**INSTRUÇÃO**
Reescreva o trecho do texto sobre as investigações que vai de "É impossível determinar" até "grupo de doleiros.", trocando "automóvel" por "carro".

**TEXTO APRESENTADO**
--------------------------------------------------
É impossível determinar se, no início das investigações, tinha-se noção do impacto que as mesmas teriam sobre a atividade política do país. A narrativa oficial é de que a partir de uma pista, a venda de um automóvel feita por um doleiro para um diretor da Petrobras, se puxou um fio, que trouxe um novelo. No entanto, a inspiração na Operação Mãos Limpas, da Itália, reiterada pelo próprio juiz Sérgio Moro, bem como a própria experiência pregressa do mesmo no processo do Banestado e do Mensalão, indicam que o alvo inicial das investigações não era apenas a lavagem de dinheiro por um grupo de doleiros.
Em entrevista, em 20 de dezembro de 2016, ao jornalista Wilson Tosta, do jornal O Estado de São Paulo, o cientista político Luiz Werneck Vianna atacou a cultura das corporações do ministério público e de certos setores do judiciário, classificando-os como sendo uma espécie de “Tenentismo Togado”.
Perguntado sobre a extensão da crise política após a revelação das delações premiadas da Odebrecht, ele respondeu: “Essas coisas não estão acontecendo naturalmente. Não são processos espontâneos. A essa altura, a meu ver, não há dúvida de que há uma inteligência organizando essa balbúrdia. Essa balbúrdia é provocada e manipulada com perícia”.
Mas para além da denúncia da luta dessas corporações para aumentar seus poderes e privilégios, o que realmente interessa é o sentido autoatribuído de certos personagens nesse processo. Perguntado se faltam controles, na Constituição, sobre essas instituições, Werneck Vianna oferece a seguinte resposta: “Em princípio, não. O problema é que as instituições tem que ser “vestidas” pelos personagens. E, a partir de certo momento, os personagens começaram a ter comportamentos bizarros. E que têm essa visão iluminada que os tenentes tiveram, nos anos 20. Só que os tenentes tinham um programa econômico e social para o país. E esses tenentes de toga não têm. São portadores apenas de uma reforma moral”.
As perguntas seguintes do jornalista levam o cientista político para o tema que nos interessa aqui: 1) “Mas o combate a corrupção não é importante?” 2) “E a atuação dessas corporações fortalece a negação da política?” E as respostas de Werneck Vianna abrem o caminho para a segunda parte desse artigo: 1) “Sem dúvida. Agora, política é política. Esse judiciário que está aí ignora a existência de Maquiavel. Ele se comporta apenas com um ímpeto virtuoso. Com um ímpeto de missão.” 2) “Sim. Elas só existem desse jeito destravado, sem freios, porque as instituições republicanas recuaram. E o presidencialismo de coalizão teve responsabilidade nisso. Porque rebaixou os partidos. Fez dos partidos balcões de negócios.”
--------------------------------------------------
**DADOS FORNECIDOS**
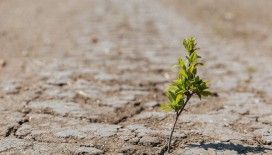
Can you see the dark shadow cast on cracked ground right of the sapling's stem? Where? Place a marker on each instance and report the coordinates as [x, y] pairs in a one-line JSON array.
[[240, 149]]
--------------------------------------------------
**RESPOSTA**
É impossível determinar se, no início das investigações, tinha-se noção do impacto que as mesmas teriam sobre a atividade política do país. A narrativa oficial é de que a partir de uma pista, a venda de um carro feita por um doleiro para um diretor da Petrobras, se puxou um fio, que trouxe um novelo. No entanto, a inspiração na Operação Mãos Limpas, da Itália, reiterada pelo próprio juiz Sérgio Moro, bem como a própria experiência pregressa do mesmo no processo do Banestado e do Mensalão, indicam que o alvo inicial das investigações não era apenas a lavagem de dinheiro por um grupo de doleiros.